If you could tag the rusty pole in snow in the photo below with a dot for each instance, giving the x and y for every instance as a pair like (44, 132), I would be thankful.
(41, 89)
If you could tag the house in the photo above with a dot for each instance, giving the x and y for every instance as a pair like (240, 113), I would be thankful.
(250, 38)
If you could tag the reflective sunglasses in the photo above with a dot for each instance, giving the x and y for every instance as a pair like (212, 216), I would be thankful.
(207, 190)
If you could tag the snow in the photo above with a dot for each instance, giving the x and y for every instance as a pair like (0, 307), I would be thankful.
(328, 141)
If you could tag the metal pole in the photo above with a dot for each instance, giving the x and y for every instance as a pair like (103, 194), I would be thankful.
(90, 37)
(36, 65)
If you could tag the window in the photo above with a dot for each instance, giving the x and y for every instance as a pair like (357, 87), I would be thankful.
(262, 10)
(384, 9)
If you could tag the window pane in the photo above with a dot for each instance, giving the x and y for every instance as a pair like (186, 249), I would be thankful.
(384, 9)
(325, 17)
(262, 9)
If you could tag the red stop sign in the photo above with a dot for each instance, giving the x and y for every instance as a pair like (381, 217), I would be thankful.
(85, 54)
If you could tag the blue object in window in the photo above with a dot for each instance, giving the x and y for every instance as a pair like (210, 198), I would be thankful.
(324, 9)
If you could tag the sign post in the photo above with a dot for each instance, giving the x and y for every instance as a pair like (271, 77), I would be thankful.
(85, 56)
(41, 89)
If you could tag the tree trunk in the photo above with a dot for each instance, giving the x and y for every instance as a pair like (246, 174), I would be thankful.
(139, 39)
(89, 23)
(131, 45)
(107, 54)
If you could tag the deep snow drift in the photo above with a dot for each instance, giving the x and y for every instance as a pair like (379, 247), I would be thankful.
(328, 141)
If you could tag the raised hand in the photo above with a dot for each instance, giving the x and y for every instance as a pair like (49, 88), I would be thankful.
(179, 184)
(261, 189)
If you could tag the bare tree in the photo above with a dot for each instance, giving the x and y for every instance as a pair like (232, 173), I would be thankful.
_ _ _ _ _
#### [GOAL OF THE EXERCISE]
What you return should be the records above, repeated exactly.

#### [EXERCISE SOLUTION]
If you could tag the rusty pole in snow in the photo below with a dot for each instance, giving the x and y for every instance as a pair like (44, 132), I would be thankful.
(41, 89)
If you could tag the house in the photo above with a dot for each instance, giving the x and y for every instance as a pair like (240, 113), I would be thankful.
(250, 38)
If you could tag the reflective sunglasses in the photo above with a dot for each instance, giving the x and y for every instance as a pair like (212, 216), I would be thankful.
(207, 190)
If you could tag the snow in the photo above with a dot for each instance, giving the x and y for every instance as a pair like (0, 307), I would be thankful.
(328, 141)
If you could tag the metal pole in the photo above with a dot for each instance, giving the x and y for every instance as a pair like (103, 194), I would be thankful.
(90, 37)
(36, 65)
If you could tag the window in the photo above with a dot for each instance, giving the x and y for every instance as a pair like (357, 87), I would be thankful.
(262, 10)
(384, 9)
If you could tag the window pane in the photo above with a dot for each instance, giving the x and y for every instance as a pair like (186, 249), I would be thankful.
(384, 9)
(325, 17)
(262, 9)
If you could tag the red stop sign in the photo above with a dot for each instance, giving the x and y for every instance as a pair like (381, 217), I would be thankful.
(85, 54)
If you could tag the blue object in window in the photo above with a dot for each instance, giving the x and y for every instance as a pair like (210, 198), I would be thankful.
(324, 9)
If you could tag the sign post in the photo above with a dot for each instance, giving the x and y for every instance as a pair like (271, 77), I would be thankful.
(85, 56)
(41, 89)
If you could tag the tree trunk in the photo above with a dot for each instance, giving the x and y for every instance as a pair like (246, 174), I would be thankful.
(139, 39)
(89, 23)
(131, 45)
(107, 54)
If you could tag the deep snow drift in the photo above with a dot for each instance, giving the x and y for every instance as a pair like (379, 247), I would be thankful.
(328, 141)
If you could tag the raised hand in the photo above with a dot for each instance, giving the x and y for every instance as a pair like (49, 88), I would be thankful.
(179, 184)
(261, 189)
If you could tag the bare tree in the photo above with a dot for each instance, giving the x and y for every instance as a pair like (232, 173), I would be thankful.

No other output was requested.